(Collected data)
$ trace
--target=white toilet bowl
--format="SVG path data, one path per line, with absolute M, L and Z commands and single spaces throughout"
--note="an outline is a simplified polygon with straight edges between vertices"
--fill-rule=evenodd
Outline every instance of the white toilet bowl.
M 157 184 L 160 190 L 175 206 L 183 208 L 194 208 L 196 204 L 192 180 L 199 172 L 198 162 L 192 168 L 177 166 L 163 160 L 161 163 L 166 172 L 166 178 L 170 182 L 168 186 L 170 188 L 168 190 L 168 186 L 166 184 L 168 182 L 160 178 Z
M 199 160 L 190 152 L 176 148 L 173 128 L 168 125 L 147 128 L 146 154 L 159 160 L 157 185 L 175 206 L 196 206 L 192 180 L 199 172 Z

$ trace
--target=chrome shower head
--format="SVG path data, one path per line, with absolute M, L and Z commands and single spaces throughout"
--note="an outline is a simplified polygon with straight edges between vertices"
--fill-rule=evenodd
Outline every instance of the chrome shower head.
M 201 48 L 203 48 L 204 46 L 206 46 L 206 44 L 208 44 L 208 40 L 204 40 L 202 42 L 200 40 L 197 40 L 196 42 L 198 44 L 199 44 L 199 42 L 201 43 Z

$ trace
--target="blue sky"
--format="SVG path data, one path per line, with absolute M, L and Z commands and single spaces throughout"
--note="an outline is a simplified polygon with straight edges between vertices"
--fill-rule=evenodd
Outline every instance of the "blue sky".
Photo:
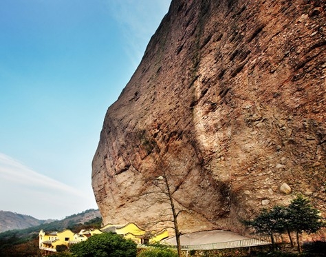
M 170 3 L 0 1 L 0 209 L 45 219 L 97 208 L 105 112 Z

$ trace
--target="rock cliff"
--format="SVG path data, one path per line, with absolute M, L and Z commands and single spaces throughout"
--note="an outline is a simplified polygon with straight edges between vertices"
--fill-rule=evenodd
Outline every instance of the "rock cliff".
M 325 12 L 322 0 L 173 0 L 105 116 L 92 164 L 104 223 L 164 220 L 162 172 L 183 232 L 241 232 L 240 219 L 298 193 L 325 214 Z

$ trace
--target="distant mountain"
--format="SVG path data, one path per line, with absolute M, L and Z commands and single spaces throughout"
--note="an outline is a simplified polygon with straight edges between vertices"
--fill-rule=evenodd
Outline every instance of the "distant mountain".
M 102 225 L 102 217 L 100 211 L 94 209 L 67 216 L 61 220 L 39 220 L 28 215 L 3 211 L 0 211 L 0 216 L 1 216 L 0 218 L 0 228 L 5 227 L 7 230 L 4 232 L 0 232 L 0 256 L 23 256 L 19 255 L 20 254 L 18 252 L 15 252 L 14 254 L 12 254 L 12 249 L 17 248 L 14 246 L 19 244 L 20 245 L 23 245 L 22 244 L 28 245 L 30 242 L 35 240 L 36 240 L 36 245 L 38 249 L 37 238 L 41 229 L 44 231 L 63 231 L 65 229 L 69 229 L 76 233 L 80 231 L 81 229 L 98 229 Z M 2 218 L 3 216 L 5 218 Z M 21 220 L 19 220 L 19 218 Z M 29 225 L 28 227 L 24 229 L 16 228 L 14 230 L 8 230 L 10 224 L 16 224 L 16 226 L 17 226 L 17 224 L 23 223 L 21 220 L 34 220 L 36 223 L 39 221 L 41 224 L 36 223 L 36 225 Z M 32 224 L 32 221 L 30 221 L 30 224 Z M 13 229 L 13 227 L 11 227 L 10 229 Z
M 0 233 L 8 230 L 23 229 L 32 227 L 52 229 L 47 230 L 61 230 L 74 224 L 84 224 L 96 218 L 100 218 L 98 209 L 88 209 L 78 214 L 73 214 L 61 220 L 38 220 L 28 215 L 12 212 L 0 211 Z M 40 225 L 42 225 L 40 227 Z
M 0 211 L 0 233 L 11 229 L 23 229 L 45 223 L 31 216 Z

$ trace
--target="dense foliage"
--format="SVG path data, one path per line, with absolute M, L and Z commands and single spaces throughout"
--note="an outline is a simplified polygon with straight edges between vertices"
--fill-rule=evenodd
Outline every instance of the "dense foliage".
M 70 251 L 76 257 L 135 257 L 137 245 L 120 235 L 103 233 L 72 245 Z
M 325 226 L 319 211 L 302 196 L 293 199 L 287 207 L 275 206 L 270 210 L 263 209 L 254 219 L 243 223 L 248 227 L 253 227 L 259 234 L 270 235 L 273 245 L 274 233 L 287 232 L 292 243 L 290 232 L 295 232 L 300 252 L 299 234 L 303 232 L 315 233 Z
M 177 252 L 172 249 L 151 248 L 142 251 L 138 257 L 177 257 Z

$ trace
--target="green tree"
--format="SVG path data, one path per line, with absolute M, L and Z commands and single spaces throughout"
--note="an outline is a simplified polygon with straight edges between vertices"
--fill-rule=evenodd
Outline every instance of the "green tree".
M 289 227 L 296 234 L 298 251 L 300 247 L 300 234 L 315 233 L 325 225 L 319 215 L 319 211 L 314 208 L 310 201 L 302 196 L 298 196 L 291 201 L 287 207 Z
M 177 257 L 177 252 L 171 248 L 151 248 L 142 251 L 138 257 Z
M 92 236 L 72 245 L 70 250 L 76 257 L 135 257 L 137 254 L 133 241 L 113 233 Z
M 244 220 L 243 223 L 247 227 L 252 227 L 257 233 L 268 234 L 270 236 L 272 245 L 274 249 L 274 234 L 275 233 L 276 223 L 272 218 L 271 213 L 267 209 L 263 209 L 254 219 Z

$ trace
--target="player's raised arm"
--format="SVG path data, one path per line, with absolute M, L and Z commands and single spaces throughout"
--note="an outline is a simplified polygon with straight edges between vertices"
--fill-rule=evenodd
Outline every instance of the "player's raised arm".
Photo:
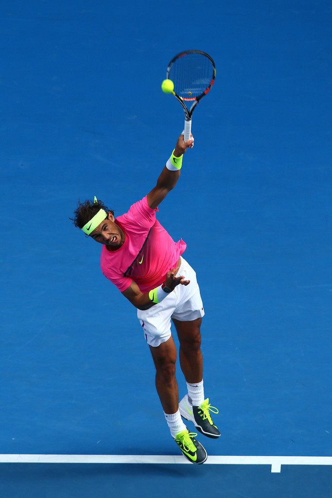
M 192 147 L 193 143 L 192 136 L 187 142 L 185 142 L 183 135 L 179 137 L 172 155 L 159 175 L 157 185 L 147 194 L 147 202 L 152 209 L 155 209 L 160 204 L 176 185 L 180 177 L 182 156 L 188 147 Z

Task details ->
Starting at the beginning of the collected data and stopping after the line that contains "M 199 160 L", rewrite those lines as a Markdown table with the columns Row and Line. Number each row and leave out any blank lines.

Result of the task ->
| Row | Line |
|---|---|
| 1 | $ trace |
| 2 | --target=white toilet bowl |
| 3 | --format="SVG path data, one path per line, with absolute M, L and Z commands and single spaces throughout" |
| 4 | --note="an outline is a simplified polygon with straight edges between vertices" |
| 5 | --fill-rule=evenodd |
| 6 | Outline every instance of the white toilet bowl. |
| 7 | M 157 184 L 160 190 L 175 206 L 183 208 L 194 208 L 196 204 L 192 180 L 199 172 L 198 162 L 192 168 L 177 166 L 163 160 L 161 163 L 166 172 L 166 178 L 170 182 L 168 186 L 170 188 L 168 190 L 168 186 L 166 184 L 168 182 L 160 178 Z |
| 8 | M 199 160 L 190 152 L 176 148 L 173 128 L 168 125 L 147 128 L 146 154 L 159 160 L 157 185 L 175 206 L 196 206 L 192 180 L 199 172 Z |